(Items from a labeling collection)
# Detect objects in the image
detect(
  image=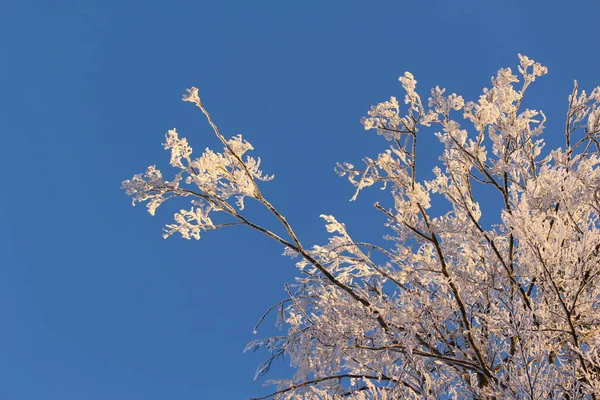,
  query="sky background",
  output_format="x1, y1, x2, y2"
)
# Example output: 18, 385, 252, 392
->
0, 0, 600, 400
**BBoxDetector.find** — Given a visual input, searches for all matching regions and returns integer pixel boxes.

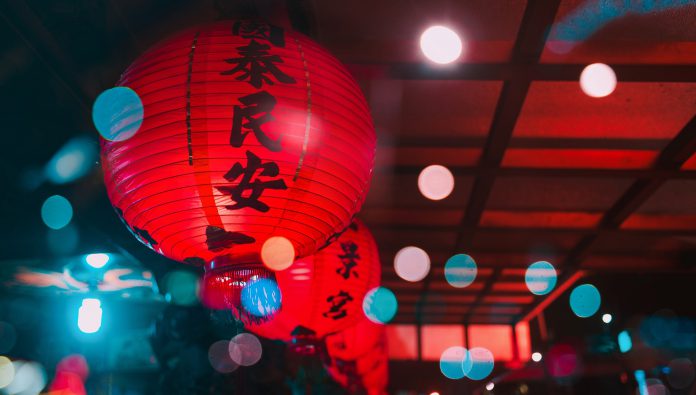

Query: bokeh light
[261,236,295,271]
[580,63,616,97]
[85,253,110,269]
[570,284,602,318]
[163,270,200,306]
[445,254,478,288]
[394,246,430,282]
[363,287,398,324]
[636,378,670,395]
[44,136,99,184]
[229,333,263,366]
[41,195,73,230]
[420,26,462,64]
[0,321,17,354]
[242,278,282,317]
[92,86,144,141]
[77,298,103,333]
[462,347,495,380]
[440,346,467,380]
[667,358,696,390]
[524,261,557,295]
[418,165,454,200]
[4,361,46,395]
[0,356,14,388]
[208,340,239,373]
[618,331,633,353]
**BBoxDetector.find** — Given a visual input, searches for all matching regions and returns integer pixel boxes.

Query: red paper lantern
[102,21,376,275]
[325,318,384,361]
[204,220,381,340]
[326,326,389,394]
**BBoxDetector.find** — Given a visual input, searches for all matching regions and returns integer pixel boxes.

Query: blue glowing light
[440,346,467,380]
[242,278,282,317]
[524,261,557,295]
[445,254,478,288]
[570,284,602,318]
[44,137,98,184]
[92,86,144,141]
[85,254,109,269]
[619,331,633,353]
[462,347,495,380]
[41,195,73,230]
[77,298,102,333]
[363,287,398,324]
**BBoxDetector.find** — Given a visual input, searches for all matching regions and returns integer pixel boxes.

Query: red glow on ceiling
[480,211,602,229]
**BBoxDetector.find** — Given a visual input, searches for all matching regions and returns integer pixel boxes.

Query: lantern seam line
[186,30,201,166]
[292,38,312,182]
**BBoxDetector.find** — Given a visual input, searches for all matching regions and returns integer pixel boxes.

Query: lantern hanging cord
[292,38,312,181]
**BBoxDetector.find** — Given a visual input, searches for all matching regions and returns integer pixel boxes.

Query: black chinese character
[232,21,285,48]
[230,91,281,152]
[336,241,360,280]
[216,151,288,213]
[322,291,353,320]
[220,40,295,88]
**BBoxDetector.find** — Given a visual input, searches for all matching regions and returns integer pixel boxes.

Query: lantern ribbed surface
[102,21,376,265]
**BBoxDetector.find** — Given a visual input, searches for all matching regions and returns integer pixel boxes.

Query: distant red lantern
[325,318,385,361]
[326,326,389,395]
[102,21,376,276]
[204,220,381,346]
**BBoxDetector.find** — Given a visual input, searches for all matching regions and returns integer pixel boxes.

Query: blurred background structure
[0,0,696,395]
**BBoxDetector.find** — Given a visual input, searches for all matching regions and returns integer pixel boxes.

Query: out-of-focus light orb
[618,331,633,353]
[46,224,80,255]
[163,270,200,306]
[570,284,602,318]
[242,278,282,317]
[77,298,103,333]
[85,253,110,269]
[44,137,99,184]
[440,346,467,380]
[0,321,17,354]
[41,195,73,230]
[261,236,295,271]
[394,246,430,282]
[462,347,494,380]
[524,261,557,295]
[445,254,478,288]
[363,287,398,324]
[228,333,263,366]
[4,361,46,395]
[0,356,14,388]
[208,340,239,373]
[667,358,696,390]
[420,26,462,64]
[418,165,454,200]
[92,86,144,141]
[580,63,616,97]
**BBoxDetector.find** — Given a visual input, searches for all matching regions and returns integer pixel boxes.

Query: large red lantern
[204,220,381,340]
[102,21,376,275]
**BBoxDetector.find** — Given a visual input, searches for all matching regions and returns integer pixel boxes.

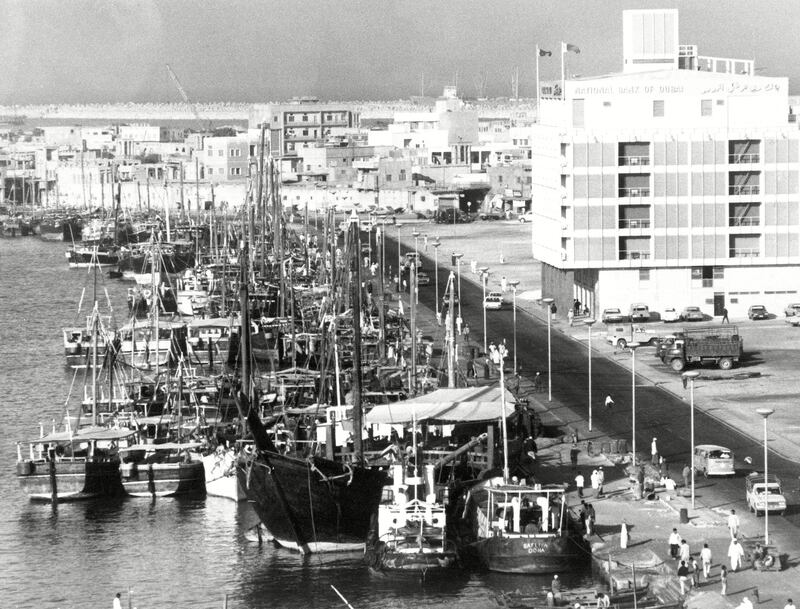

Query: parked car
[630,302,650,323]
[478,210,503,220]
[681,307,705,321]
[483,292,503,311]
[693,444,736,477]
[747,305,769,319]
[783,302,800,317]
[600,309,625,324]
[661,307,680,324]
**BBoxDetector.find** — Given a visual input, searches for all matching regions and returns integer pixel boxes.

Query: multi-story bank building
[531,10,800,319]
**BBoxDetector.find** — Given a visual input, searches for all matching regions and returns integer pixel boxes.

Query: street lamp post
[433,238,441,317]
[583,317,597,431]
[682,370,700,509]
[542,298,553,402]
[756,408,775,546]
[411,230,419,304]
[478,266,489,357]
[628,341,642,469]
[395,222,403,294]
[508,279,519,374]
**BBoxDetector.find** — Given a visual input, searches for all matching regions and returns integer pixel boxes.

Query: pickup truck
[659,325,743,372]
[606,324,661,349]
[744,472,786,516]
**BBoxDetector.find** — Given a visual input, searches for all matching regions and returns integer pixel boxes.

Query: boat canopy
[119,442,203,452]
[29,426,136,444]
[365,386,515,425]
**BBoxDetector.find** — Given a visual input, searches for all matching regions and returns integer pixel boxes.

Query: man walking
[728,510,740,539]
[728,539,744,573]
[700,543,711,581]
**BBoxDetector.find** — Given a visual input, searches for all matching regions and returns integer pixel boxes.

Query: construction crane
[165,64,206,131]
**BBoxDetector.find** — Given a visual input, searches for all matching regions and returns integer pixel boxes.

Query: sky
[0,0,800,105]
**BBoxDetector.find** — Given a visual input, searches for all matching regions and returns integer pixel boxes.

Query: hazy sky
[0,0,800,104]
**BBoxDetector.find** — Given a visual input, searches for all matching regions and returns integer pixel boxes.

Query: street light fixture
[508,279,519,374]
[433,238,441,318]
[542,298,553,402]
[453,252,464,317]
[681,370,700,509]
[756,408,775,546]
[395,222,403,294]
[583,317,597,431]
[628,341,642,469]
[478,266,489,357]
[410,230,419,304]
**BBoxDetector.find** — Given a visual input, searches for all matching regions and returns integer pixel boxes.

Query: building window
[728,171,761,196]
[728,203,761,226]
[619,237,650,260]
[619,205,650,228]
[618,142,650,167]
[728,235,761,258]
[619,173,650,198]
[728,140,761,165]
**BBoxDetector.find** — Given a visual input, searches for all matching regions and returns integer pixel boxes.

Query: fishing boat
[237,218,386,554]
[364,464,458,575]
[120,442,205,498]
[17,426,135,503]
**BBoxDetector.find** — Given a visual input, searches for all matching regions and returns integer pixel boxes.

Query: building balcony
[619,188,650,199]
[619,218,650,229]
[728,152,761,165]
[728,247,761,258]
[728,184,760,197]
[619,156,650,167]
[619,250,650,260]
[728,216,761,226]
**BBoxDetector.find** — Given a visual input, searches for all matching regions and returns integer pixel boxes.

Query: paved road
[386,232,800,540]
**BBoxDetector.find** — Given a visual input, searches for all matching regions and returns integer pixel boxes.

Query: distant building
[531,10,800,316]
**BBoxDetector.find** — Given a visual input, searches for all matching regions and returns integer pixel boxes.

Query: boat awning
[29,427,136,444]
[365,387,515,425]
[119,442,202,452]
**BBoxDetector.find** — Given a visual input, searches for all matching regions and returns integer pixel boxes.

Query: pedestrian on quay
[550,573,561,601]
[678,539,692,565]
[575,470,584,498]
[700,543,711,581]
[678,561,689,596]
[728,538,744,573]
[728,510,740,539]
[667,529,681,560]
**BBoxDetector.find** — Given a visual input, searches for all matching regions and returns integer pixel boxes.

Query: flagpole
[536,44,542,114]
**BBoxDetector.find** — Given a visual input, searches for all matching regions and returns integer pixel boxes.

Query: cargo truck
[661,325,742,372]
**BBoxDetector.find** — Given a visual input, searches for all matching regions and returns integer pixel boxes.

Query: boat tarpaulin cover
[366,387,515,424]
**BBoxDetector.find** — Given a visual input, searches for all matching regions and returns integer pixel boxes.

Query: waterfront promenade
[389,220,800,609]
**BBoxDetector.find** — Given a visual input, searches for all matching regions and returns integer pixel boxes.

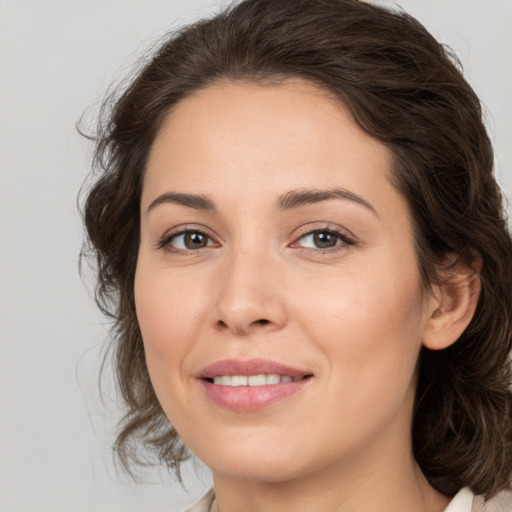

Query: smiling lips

* _SET PROBLEM_:
Report every line of the material that contains the word "street", copying each one in full.

* _RESULT OF THIS EXERCISE_:
Query: street lamp post
Query: street light fixture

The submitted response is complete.